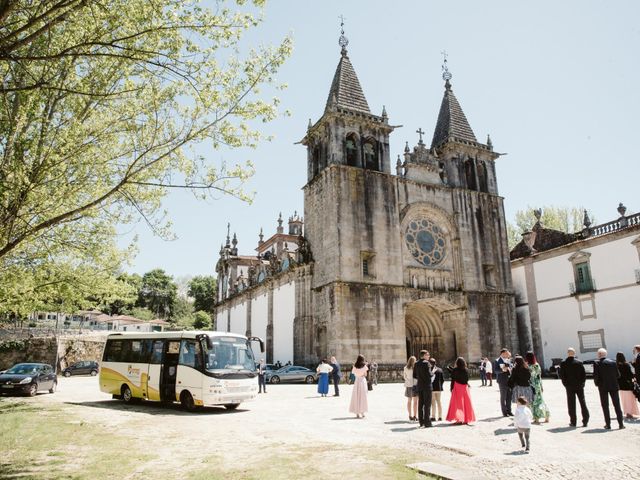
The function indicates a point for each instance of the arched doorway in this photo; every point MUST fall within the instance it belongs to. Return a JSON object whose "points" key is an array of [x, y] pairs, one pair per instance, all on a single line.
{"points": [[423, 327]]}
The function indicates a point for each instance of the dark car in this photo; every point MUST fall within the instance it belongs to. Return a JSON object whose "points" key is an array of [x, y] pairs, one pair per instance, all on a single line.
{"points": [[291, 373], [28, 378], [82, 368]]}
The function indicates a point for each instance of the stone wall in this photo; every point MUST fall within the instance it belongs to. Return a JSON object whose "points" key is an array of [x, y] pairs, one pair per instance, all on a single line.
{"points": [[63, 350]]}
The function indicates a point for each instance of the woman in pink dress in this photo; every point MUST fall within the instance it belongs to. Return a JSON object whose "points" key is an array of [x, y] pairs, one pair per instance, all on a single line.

:::::

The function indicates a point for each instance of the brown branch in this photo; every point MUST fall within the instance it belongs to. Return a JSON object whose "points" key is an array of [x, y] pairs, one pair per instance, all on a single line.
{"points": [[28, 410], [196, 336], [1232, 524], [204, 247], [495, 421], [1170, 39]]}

:::::

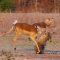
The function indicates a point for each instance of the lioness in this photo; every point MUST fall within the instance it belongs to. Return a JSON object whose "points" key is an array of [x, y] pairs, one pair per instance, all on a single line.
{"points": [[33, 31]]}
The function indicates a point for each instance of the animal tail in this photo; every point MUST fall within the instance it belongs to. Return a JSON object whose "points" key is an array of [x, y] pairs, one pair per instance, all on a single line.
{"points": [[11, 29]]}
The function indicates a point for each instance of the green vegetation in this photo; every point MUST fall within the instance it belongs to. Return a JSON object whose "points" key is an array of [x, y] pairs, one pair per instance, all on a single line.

:::::

## [Aim of the task]
Could you retype exactly the lines above, starting at the line that contains "The function indicates a point for each instance of the animal" and ending at the line that contains "The function indicates a point for each instance of the green", and nothing more?

## [Solution to this exercise]
The function indicates a point for each instance of the animal tail in this photo; every point MUST fall within the instance it belongs to. Return a JSON object whose "points" key is an array of [x, y] pairs, one pair per instance, all on a single line.
{"points": [[11, 29]]}
The function indicates a point for each instance of the green vegetation in this photo; every point MUST fall within the instance it belongs to. Return a JSON object whose "points" key is an array of [x, y] pairs, one pair per instance, all on a single line.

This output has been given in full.